* [Dataset records]:
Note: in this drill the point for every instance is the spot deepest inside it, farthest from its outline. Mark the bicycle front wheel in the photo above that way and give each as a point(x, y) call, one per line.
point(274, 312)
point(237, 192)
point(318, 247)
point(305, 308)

* [BRIEF]:
Give back every line of the data above exactly as written.

* [SOLUTION TO THIS EXERCISE]:
Note: in this drill the point for every instance is the spot deepest inside it, farthest from its outline. Mark the bicycle front wheel in the photo above that way and give each as a point(x, y) call, one per line.
point(274, 312)
point(237, 192)
point(318, 247)
point(305, 308)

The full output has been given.